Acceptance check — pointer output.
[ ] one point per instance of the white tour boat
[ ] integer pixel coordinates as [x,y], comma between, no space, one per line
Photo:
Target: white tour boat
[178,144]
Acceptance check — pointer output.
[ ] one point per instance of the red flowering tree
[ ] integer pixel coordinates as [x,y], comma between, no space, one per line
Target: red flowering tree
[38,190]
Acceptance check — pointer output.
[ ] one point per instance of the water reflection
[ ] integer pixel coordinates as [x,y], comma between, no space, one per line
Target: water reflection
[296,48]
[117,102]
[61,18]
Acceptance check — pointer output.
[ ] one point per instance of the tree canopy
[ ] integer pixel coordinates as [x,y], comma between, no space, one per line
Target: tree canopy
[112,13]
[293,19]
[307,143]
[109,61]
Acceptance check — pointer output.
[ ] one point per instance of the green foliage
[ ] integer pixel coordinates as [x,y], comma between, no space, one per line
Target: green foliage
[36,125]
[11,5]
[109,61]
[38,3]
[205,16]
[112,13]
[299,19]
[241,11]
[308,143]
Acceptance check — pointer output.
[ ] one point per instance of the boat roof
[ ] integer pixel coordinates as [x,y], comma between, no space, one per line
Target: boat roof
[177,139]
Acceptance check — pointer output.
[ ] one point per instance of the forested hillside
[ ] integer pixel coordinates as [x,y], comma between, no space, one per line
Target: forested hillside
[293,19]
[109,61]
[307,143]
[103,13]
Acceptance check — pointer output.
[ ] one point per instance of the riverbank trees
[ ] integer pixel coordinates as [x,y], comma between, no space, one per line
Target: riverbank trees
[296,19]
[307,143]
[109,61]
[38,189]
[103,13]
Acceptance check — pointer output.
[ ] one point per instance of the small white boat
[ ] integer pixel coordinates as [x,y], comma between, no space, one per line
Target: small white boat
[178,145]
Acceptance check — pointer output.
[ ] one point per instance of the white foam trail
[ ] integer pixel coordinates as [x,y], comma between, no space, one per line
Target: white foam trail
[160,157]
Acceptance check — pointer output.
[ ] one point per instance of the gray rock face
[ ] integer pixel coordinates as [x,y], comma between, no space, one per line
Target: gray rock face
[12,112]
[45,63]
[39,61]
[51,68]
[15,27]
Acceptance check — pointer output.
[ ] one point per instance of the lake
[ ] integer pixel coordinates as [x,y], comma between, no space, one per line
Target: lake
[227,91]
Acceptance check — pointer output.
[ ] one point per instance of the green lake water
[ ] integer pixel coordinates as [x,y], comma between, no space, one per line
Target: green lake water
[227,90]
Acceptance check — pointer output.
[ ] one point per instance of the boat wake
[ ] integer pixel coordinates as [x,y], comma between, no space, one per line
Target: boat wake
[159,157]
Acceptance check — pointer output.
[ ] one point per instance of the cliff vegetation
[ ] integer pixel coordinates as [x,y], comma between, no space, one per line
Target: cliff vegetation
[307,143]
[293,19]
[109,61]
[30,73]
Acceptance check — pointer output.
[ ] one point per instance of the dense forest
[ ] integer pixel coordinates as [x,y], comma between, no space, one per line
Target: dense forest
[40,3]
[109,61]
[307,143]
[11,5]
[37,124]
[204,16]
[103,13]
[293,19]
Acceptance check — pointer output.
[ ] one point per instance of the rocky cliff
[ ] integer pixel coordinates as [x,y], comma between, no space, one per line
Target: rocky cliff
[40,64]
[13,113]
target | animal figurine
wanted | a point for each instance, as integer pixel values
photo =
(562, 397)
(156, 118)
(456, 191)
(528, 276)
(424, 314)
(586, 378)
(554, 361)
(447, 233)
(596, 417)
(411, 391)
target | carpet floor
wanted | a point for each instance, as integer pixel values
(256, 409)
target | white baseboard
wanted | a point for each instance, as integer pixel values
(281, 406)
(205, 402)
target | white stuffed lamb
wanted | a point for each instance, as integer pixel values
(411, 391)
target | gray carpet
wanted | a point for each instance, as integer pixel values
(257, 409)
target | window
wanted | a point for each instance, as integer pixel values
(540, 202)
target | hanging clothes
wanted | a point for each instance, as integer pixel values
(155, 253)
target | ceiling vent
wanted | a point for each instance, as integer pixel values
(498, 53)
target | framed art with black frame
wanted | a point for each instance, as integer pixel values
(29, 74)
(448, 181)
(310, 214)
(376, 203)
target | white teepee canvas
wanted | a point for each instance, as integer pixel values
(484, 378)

• _WORK TO BE COMPLETED_: Copy out the data above, word for word.

• _EXERCISE ANSWER_:
Acceptance check — pointer output.
[ ] one point per instance of the white tour boat
[ ] integer pixel coordinates as [x,y], comma between, no space, one per line
Photo:
Target: white tour boat
[178,144]
Acceptance check — pointer output.
[ ] one point per instance of the red flowering tree
[ ] integer pixel coordinates as [x,y], comma between, no space, one per line
Target: red flowering tree
[38,190]
Acceptance check — pointer output.
[ ] one point per instance of the water reflection
[ ] integer pixel coordinates as [x,y], comma between, no space, one per line
Target: water reflection
[296,48]
[117,102]
[61,18]
Acceptance check — pointer output.
[ ] one point per instance of the tree canopy
[ ] integer pixel coordinates as [x,y], comma between, no space, one per line
Target: tree canopy
[112,13]
[293,19]
[307,143]
[109,61]
Acceptance check — pointer output.
[ ] one point per instance of the green foliage
[ ] integer pixel coordinates as [x,y], comma between, no space, one per line
Target: green foliage
[36,125]
[11,5]
[109,61]
[38,3]
[205,16]
[112,13]
[299,19]
[241,11]
[308,143]
Acceptance check — pointer output.
[ ] one point per instance of the boat roof
[ ] integer pixel coordinates as [x,y], comma between, no space, one per line
Target: boat roof
[177,139]
Acceptance check — pointer output.
[ ] one point per instance of the forested hillside
[ ] integer pixel coordinates as [x,y], comma between, no space, one per line
Target: forested hillside
[293,19]
[109,61]
[307,143]
[103,13]
Acceptance check — pointer output.
[ ] one point per instance of the riverbank trees
[ ] integer pixel coordinates as [x,y], comma between, no space, one per line
Target: riverbank trees
[296,19]
[307,143]
[109,61]
[38,189]
[103,13]
Acceptance check — pointer output.
[ ] one point per instance of the small white boat
[ ] integer pixel coordinates as [x,y], comma between, no space, one per line
Target: small white boat
[178,145]
Acceptance check — pointer output.
[ ] one point per instance of the white foam trail
[ ] integer pixel coordinates as [x,y], comma between, no space, one per line
Target: white foam trail
[160,157]
Acceptance check — pointer output.
[ ] one point per instance of the gray rock face
[ ] integer pixel coordinates as [x,y], comma between, no space, one per line
Target: gray rock face
[12,112]
[45,63]
[39,61]
[51,68]
[15,27]
Acceptance check — pointer output.
[ ] one point per instance of the lake
[ ] integer pixel coordinates as [x,y], comma between, no space, one per line
Target: lake
[227,91]
Acceptance check — pointer output.
[ ] one point per instance of the green lake water
[ ] integer pixel coordinates as [x,y], comma between, no space, one per line
Target: green lake water
[227,90]
Acceptance check — pointer output.
[ ] one point per instance of the boat wake
[ ] integer pixel coordinates as [x,y], comma between, no space, one per line
Target: boat wake
[159,157]
Acceptance check — pointer output.
[ ] one point per instance of the cliff vegetation
[ ] integer pixel coordinates as [x,y], comma between, no space, one per line
Target: cliff vegetation
[307,143]
[293,19]
[109,61]
[30,73]
Acceptance check — pointer output.
[ ] one point per instance of the dense forest
[ ] integer pixel coordinates as [x,y], comma between, no space, one per line
Target: dense forest
[40,3]
[109,61]
[307,143]
[11,5]
[37,124]
[204,16]
[103,13]
[293,19]
Acceptance check — pointer output.
[ ] one point per instance of the rocky cliff
[ ] integer pixel coordinates as [x,y], comma between, no space, one per line
Target: rocky cliff
[40,64]
[13,113]
target | animal figurine
wanted | a point for each instance, as integer pixel values
photo =
(562, 397)
(156, 118)
(456, 191)
(528, 276)
(424, 314)
(586, 378)
(554, 361)
(447, 233)
(596, 417)
(411, 391)
target | carpet floor
wanted | a point for each instance, as integer pixel values
(256, 409)
target | white baseboard
wanted | a point for each instance, as integer pixel values
(281, 406)
(205, 402)
target | white stuffed lamb
wanted | a point for each instance, as integer pixel values
(411, 391)
target | gray carpet
wanted | a point for each instance, as integer pixel values
(257, 409)
target | window
wanted | a point for each instance, as integer pixel values
(540, 202)
target | hanging clothes
wanted | a point for each instance, as integer pixel values
(155, 253)
target | ceiling vent
wanted | a point for each instance, as integer pixel values
(498, 53)
target | framed art with black frame
wanted | a point for each instance, as integer pixel values
(29, 74)
(448, 181)
(310, 214)
(376, 203)
target | white teepee canvas
wanted | a point for each instance, as integer pixel values
(484, 378)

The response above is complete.